Task objective → Format each line of the records below as one string in a JSON list, omitting any blank lines.

[BEGIN Material to process]

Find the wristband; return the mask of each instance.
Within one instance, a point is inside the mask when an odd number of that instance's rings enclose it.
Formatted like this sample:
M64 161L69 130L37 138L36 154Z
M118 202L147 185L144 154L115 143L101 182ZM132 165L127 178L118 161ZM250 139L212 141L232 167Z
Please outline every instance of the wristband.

[END Material to process]

Task answer →
[
  "Find the wristband; return the mask of each instance.",
  "Within one instance, a point is inside the mask when an odd number of that instance's rings enclose it.",
  "Formatted like this sample:",
  "M64 161L69 130L37 138L36 154Z",
  "M118 202L147 185L144 154L115 143L101 182ZM132 165L127 178L118 161ZM250 139L212 141L232 167Z",
  "Please outline every instance of the wristband."
]